WHAT YOU HAVE TO DO: Reproduce only the lines that run from the line with "# Target: foundation wall" to the last line of the material, both ends included, exactly as they appear.

═══ THE DATA

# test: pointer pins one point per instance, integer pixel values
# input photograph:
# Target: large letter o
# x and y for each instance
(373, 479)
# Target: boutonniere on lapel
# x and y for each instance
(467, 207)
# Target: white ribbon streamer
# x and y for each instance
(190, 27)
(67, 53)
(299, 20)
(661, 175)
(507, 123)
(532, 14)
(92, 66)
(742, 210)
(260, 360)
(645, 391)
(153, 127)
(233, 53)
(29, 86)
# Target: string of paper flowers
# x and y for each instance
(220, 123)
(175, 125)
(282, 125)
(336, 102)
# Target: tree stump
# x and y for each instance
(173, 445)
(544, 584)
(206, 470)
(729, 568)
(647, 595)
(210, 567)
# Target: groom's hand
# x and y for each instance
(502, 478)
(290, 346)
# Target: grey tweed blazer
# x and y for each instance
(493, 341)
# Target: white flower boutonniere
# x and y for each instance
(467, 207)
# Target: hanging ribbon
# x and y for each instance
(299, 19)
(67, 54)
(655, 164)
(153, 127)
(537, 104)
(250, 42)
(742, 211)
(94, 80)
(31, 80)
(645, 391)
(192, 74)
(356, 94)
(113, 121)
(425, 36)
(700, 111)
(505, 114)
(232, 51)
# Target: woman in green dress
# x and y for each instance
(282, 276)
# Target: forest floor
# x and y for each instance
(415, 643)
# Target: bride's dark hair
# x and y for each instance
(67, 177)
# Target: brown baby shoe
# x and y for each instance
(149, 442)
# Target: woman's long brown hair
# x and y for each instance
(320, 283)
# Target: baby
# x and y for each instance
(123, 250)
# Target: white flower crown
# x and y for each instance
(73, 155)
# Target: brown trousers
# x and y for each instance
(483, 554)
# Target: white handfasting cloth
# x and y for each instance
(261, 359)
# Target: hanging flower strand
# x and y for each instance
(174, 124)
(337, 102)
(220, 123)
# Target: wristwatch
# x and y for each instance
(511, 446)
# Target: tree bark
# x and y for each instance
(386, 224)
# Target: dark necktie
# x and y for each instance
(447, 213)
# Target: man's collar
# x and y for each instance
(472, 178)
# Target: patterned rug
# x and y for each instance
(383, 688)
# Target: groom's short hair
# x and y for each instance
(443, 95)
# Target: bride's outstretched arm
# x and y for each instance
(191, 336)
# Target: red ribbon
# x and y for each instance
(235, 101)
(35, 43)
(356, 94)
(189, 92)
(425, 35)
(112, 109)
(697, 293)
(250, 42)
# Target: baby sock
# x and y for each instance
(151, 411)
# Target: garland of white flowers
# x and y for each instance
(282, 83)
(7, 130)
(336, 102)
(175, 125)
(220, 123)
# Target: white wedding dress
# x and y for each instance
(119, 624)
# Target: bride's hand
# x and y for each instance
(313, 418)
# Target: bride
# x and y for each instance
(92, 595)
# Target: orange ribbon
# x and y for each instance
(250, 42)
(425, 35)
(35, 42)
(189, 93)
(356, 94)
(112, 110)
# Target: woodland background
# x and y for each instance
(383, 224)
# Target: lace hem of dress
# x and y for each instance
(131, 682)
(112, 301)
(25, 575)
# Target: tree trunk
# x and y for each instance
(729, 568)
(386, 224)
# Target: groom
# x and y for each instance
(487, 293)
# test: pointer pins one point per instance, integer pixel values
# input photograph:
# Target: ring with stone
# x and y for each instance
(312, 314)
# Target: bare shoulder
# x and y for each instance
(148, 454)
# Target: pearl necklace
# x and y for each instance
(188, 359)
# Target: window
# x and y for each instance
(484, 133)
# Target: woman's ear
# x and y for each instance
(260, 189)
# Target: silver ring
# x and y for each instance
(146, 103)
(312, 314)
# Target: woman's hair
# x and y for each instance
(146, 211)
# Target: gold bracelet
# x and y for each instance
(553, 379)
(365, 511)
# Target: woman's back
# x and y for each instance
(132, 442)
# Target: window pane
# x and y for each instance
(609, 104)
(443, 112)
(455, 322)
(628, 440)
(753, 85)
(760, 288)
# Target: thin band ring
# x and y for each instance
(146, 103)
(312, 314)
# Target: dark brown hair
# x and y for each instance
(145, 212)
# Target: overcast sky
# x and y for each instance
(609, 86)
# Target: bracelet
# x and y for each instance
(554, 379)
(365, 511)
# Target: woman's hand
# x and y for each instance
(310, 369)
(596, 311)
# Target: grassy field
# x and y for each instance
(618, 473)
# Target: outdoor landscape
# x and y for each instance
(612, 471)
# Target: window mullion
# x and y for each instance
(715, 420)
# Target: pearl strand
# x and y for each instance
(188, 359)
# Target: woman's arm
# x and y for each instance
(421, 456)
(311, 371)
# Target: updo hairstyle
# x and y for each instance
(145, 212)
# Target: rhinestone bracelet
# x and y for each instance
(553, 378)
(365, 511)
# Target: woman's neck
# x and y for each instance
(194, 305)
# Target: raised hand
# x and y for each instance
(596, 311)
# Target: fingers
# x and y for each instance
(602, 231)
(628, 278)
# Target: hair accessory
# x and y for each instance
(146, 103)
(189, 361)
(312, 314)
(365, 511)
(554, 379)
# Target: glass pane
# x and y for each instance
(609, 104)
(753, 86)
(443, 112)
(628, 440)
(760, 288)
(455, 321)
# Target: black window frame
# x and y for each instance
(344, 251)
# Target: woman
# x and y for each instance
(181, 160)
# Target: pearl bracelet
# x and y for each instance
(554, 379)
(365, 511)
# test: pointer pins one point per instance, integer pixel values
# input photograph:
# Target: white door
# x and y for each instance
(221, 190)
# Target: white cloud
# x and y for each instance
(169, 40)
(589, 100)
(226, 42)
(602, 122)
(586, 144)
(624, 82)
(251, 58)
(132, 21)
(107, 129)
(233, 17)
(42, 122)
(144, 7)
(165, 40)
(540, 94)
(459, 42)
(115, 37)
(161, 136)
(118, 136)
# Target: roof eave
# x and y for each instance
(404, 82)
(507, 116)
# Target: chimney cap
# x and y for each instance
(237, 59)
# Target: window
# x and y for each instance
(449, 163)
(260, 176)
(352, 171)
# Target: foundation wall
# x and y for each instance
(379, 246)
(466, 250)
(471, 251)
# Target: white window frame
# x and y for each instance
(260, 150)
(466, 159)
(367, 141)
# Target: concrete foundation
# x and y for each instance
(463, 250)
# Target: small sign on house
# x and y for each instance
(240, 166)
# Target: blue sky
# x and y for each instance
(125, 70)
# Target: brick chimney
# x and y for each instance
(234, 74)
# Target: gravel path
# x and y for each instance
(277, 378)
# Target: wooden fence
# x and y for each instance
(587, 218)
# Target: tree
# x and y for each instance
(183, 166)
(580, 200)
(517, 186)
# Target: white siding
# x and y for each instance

══════

ANSWER IN FULL:
# Target: foundation wall
# x and y for each instance
(379, 246)
(466, 250)
(471, 251)
# Target: white window frame
# x and y for each instance
(260, 150)
(466, 159)
(367, 141)
# Target: concrete foundation
# x and y for each instance
(463, 250)
# Target: small sign on house
# x and y for each instance
(240, 166)
# Target: blue sky
# x and y for each instance
(125, 70)
# Target: brick chimney
# x and y for each instance
(234, 74)
# Target: gravel path
# x and y for each instance
(277, 378)
# Target: wooden fence
# x and y for each instance
(587, 218)
# Target: tree
# x and y for each instance
(183, 166)
(580, 200)
(517, 186)
# Target: white siding
# x and y for each instance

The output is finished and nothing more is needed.